La France, les États-Unis et d'autres pays membres du Conseil de sécurité de l'ONU ont rejeté vendredi un projet de résolution russe visant à faire cesser les opérations militaires de la Turquie en Syrie, selon des diplomates.

Parallèlement, des responsables russes et américains ont discuté à Genève d'un improbable cessez-le-feu en Syrie, qui aurait dû intervenir cette semaine mais que les belligérants ont ignoré.

Alors que le conflit va entrer dans sa sixième année, les espoirs de paix apparaissent plus minces que jamais, comme l'a reconnu l'émissaire de l'ONU, Staffan de Mistura.

La Russie, alliée du régime syrien, avait convoqué des consultations d'urgence au Conseil pour soumettre un texte demandant à Ankara de cesser ses tirs sur les milices kurdes dans le nord de la Turquie et d'abandonner ses projets d'offensive terrestre en Syrie.

**Exercice**: Veuillez recopier le passage du texte fourni en commençant par « Parallèlement, des responsables » et en allant jusqu'à « terrestre en Syrie. ».

**Section des données**:
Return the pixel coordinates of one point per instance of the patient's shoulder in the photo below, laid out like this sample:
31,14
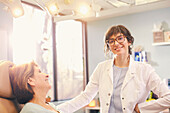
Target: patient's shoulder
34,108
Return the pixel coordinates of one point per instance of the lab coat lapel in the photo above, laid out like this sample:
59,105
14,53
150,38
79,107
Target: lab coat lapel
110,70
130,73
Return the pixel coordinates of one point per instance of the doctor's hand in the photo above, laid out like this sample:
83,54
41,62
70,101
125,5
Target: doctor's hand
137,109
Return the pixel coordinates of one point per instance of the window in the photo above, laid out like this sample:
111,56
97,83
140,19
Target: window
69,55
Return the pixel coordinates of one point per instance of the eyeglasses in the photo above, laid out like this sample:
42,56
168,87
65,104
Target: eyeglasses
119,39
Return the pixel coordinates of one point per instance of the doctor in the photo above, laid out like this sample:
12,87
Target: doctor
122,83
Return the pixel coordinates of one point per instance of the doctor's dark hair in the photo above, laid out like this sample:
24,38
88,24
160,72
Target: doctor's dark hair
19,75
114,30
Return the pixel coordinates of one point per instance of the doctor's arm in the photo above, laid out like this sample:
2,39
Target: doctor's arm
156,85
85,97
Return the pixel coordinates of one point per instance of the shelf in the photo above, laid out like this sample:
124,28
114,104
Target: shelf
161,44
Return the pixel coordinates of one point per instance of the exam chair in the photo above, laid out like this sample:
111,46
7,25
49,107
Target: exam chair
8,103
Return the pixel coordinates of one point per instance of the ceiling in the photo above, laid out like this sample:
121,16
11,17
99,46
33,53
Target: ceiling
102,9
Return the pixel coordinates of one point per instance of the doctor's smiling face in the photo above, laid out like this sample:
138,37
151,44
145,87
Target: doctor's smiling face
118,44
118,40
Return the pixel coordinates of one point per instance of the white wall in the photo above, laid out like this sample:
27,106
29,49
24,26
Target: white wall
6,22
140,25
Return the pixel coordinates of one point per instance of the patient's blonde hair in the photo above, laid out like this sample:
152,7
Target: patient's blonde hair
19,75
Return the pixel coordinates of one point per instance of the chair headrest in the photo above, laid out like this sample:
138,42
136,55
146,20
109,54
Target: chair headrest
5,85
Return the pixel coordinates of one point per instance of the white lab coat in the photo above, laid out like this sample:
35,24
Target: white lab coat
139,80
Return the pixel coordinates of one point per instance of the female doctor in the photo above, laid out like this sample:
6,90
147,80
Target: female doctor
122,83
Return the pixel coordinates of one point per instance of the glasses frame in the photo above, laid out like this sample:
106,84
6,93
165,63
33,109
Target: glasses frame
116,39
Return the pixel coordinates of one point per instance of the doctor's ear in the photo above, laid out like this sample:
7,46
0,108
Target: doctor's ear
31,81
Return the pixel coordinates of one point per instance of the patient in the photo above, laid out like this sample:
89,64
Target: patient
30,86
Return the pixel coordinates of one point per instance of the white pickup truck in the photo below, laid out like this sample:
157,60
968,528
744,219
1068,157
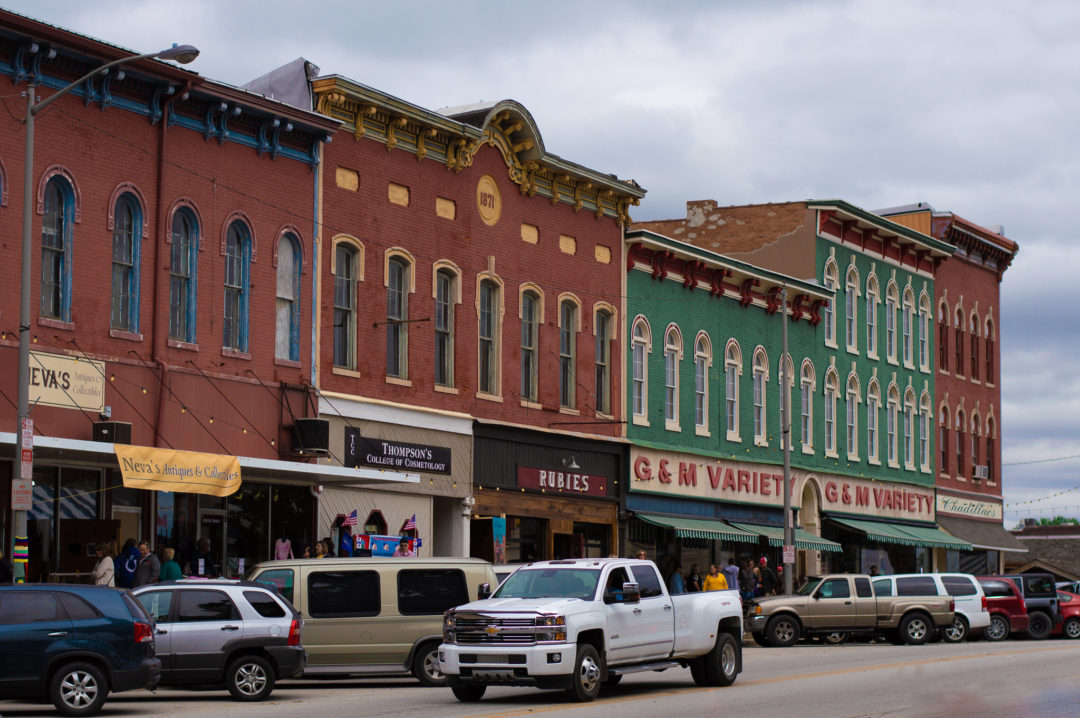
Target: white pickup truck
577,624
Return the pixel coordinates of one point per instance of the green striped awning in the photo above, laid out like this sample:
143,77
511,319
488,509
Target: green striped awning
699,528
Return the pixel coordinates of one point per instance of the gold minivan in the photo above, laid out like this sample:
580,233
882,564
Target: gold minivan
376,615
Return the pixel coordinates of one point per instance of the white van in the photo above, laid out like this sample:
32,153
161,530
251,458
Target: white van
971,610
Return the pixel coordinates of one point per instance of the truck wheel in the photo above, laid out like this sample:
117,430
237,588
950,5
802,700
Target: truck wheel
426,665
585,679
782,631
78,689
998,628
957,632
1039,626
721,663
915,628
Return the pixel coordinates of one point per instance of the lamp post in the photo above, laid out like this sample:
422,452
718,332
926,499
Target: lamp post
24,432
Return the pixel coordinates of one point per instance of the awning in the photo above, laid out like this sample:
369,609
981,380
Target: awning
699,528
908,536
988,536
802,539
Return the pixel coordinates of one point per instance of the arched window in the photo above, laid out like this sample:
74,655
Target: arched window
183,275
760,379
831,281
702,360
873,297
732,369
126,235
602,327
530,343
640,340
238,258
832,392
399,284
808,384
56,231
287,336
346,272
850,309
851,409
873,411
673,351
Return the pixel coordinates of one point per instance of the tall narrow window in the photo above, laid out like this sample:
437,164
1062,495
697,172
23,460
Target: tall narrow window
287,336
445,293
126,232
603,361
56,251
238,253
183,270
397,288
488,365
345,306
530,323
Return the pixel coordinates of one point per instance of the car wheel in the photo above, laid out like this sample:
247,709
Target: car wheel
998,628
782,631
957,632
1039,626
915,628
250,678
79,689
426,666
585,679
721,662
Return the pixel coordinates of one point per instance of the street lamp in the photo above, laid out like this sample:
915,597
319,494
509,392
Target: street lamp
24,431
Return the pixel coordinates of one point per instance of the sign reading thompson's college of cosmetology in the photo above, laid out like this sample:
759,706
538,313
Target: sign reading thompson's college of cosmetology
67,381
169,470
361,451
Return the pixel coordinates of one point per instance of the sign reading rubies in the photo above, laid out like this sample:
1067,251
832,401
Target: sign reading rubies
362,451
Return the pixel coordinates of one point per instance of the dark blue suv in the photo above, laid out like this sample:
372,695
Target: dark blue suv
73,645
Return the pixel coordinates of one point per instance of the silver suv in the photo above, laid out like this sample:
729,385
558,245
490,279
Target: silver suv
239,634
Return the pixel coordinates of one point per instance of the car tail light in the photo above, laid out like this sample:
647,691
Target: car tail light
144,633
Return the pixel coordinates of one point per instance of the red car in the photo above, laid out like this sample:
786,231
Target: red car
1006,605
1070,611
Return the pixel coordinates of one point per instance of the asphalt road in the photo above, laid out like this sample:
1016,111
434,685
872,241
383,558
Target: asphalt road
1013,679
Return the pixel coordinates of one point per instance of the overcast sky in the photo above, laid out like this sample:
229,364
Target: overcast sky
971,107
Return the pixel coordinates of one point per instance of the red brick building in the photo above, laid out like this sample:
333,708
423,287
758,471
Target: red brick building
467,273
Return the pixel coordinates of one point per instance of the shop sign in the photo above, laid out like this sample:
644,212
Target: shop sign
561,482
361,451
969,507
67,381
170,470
---
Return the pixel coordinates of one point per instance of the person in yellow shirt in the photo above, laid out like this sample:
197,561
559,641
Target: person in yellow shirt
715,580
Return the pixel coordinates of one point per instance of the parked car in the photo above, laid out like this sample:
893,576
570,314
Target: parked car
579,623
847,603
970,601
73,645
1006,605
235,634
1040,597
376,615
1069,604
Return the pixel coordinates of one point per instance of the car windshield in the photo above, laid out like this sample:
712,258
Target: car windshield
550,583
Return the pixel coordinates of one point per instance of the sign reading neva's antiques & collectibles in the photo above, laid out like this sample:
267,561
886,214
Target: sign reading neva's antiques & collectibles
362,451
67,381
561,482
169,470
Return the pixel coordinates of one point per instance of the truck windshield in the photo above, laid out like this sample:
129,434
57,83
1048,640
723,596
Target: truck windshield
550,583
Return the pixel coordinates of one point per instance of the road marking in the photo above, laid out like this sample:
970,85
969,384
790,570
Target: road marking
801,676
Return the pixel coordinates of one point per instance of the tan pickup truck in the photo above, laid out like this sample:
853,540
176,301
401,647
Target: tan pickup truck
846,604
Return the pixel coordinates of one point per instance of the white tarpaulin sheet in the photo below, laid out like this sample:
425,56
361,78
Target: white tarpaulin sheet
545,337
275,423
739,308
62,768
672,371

**Réponse**:
Parallèlement, des responsables russes et américains ont discuté à Genève d'un improbable cessez-le-feu en Syrie, qui aurait dû intervenir cette semaine mais que les belligérants ont ignoré.

Alors que le conflit va entrer dans sa sixième année, les espoirs de paix apparaissent plus minces que jamais, comme l'a reconnu l'émissaire de l'ONU, Staffan de Mistura.

La Russie, alliée du régime syrien, avait convoqué des consultations d'urgence au Conseil pour soumettre un texte demandant à Ankara de cesser ses tirs sur les milices kurdes dans le nord de la Turquie et d'abandonner ses projets d'offensive terrestre en Syrie.